### ZIELE
[1] Gib aus dem Text über den Fanprotest die Passage von "Kommentarvon BERND MÜLLENDER" bis einschließlich "das Fernsehen selbst." wortgetreu aus.
[2] Beantworte anhand des Textes über den Fanprotest die folgenden Fragen:
(a) Was hielten die Fans in allen Stadien zigtausendfach hoch?
(b) Welche Spiele in der Zweiten Liga werden als noch schlimmer als die Sonntagsspiele bezeichnet?
(c) Was braucht in der Medienwelt laut Text Aufruhr gegen das Fernsehen?
[3] Führe den Text über den Fanprotest im Anschluss an seinen letzten Satz weiter.

### ANGEZEIGTER TEXT
──────────

Die Bilder waren beeindruckend. Überall haben am Wochenende Fußballfans
demonstriert; friedlich, gemeinschaftlich, clever organisiert, in der
Ersten und Zweiten Bundesliga. In allen Stadien hielten sie zigtausendfach
„15:30“-Schilder hoch: Samstags um halb vier sei Fußballzeit. Der größte
Fanprotest in der deutschen Fußballgeschichte richtete sich gegen die
Zerstückelung der Spieltage in fernsehgerechte Häppchen an vier Wochentagen
zu acht Anstoßzeiten. Weg mit den nervenden Sonntagsspielen! Weg mit den
noch schlimmeren Montagsspielen in der Zweiten Liga!
Kommentarvon BERND MÜLLENDER
Ja, die Fernsehbilder waren beeindruckend. Das ist die schlichte Ironie: In
der Medienwelt braucht Aufruhr gegen das Fernsehen das Fernsehen selbst.

──────────

### MATERIAL
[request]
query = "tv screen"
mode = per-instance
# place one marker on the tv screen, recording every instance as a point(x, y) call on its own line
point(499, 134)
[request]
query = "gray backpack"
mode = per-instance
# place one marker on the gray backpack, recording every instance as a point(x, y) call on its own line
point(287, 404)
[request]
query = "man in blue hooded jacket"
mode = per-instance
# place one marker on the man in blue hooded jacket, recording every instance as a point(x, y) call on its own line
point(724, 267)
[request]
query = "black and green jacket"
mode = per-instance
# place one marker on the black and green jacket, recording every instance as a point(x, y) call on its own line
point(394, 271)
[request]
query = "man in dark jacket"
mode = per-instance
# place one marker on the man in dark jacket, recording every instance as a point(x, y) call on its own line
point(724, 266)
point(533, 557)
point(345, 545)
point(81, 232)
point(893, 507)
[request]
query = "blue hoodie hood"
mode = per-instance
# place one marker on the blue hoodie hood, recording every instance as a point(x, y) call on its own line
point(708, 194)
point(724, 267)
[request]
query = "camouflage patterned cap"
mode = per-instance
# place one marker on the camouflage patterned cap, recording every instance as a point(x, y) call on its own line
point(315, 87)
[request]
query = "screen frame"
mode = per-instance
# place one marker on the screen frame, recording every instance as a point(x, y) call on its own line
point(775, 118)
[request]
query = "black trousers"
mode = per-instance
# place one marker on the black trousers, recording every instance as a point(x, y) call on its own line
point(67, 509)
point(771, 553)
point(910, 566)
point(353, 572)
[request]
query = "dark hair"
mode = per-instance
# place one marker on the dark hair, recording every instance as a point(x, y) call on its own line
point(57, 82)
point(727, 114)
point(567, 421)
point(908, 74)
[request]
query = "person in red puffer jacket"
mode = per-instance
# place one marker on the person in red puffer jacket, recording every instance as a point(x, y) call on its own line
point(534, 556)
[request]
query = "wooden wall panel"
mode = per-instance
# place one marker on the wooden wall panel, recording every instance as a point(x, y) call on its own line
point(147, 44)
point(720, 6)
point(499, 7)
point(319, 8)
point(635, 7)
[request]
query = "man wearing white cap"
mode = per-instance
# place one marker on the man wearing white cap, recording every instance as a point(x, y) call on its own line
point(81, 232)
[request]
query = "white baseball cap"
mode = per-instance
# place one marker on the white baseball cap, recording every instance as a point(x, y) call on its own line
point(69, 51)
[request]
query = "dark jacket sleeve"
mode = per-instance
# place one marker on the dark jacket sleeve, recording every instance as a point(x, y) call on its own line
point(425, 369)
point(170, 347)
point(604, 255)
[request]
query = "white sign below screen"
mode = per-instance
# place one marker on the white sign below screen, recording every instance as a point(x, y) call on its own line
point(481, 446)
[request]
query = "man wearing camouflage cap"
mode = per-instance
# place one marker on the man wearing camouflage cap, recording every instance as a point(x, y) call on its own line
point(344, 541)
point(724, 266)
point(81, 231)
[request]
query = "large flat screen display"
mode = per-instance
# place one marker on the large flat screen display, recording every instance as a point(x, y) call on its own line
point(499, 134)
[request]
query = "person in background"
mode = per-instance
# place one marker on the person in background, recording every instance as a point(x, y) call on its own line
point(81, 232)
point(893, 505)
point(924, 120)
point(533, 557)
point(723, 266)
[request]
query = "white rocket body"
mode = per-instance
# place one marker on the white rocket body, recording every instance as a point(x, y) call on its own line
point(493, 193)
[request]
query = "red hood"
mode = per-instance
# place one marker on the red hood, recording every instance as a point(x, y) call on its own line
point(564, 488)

──────────

### ERWARTETE ERGEBNISSE
[1]
Kommentarvon BERND MÜLLENDER
Ja, die Fernsehbilder waren beeindruckend. Das ist die schlichte Ironie: In
der Medienwelt braucht Aufruhr gegen das Fernsehen das Fernsehen selbst.

[2]
(a) „15:30“-Schilder
(b) Die Montagsspiele
(c) Das Fernsehen selbst

[3]
Natürlich berichteten ARD und ZDF, die Konkurrenten von Medienmogul Leo
Kirch, der die Übertragungsrechte besitzt, ausführlich und genüsslich. Und
„ran“ (Sat.1, also Kirch) tat den Empörten auch keinesfalls den Gefallen,
ihr Anliegen zu verschweigen.
Aber hat der Protest etwas gebracht? Nichts ist so billig wie der bigotte
Verständnisschleim, den die Fans überall ernteten – ob bei den
Fernsehsendern oder den Profiteuren in den Vereinen oder dem Deutschen
Fußballverband. Die Fans müssten schon massenhaft ihre Premiere-Decoder
zurückgeben (aber die hat ja kaum einer gekauft). Oder streiken und nicht
mehr ins Stadion gehen. Aber Junkies, die die Nadel dankend ablehnen, um
bitte regelmäßig besseren Stoff zu bekommen? Darüber können die Dealer nur
lächeln.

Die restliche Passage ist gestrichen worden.